Data records:
** Begin **

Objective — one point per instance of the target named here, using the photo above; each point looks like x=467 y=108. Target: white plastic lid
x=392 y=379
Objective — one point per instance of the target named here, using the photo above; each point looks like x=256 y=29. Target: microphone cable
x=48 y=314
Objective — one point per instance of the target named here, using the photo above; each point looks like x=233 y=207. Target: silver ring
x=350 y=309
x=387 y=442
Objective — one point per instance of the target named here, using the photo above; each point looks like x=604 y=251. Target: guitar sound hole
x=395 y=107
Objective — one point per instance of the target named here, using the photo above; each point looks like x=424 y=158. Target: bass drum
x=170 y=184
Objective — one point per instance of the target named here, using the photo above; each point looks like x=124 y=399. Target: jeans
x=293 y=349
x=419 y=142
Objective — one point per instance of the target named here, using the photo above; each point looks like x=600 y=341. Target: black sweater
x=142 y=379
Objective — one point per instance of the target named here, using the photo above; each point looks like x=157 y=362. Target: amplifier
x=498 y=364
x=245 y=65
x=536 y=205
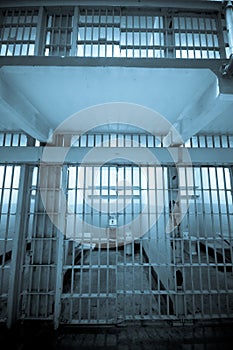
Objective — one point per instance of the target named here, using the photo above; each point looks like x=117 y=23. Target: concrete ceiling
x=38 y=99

** End **
** Begin **

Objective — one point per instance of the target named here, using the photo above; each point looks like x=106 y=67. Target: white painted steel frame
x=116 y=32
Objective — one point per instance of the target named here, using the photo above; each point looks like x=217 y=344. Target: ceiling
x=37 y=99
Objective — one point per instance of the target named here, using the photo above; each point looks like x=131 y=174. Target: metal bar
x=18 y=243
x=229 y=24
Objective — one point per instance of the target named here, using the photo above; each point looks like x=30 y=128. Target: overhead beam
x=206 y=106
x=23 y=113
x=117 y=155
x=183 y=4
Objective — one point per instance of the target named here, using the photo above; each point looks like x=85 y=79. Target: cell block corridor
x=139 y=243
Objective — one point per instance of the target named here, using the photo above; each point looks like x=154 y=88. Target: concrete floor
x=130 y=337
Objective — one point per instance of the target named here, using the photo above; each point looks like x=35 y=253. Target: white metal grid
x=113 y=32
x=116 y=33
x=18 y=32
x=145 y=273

** End **

__Set problem__
Can you rewrite the items starting at the line that contains "Target: concrete floor" and ending at the line that contains "x=145 y=273", requests included, with every point coordinate in the answers scaled by 1.05 and rounded to a whole number, halves up? The sample coordinates inside the requests stay as they are.

__Expected output__
Objective — one point per instance of the target named here, using the photo above; each point looks like x=154 y=88. Target: concrete floor
x=137 y=354
Objective — one point per instance of the target named here, using the photo above; each point looks like x=35 y=253. Target: white metal grid
x=119 y=34
x=122 y=35
x=19 y=34
x=152 y=287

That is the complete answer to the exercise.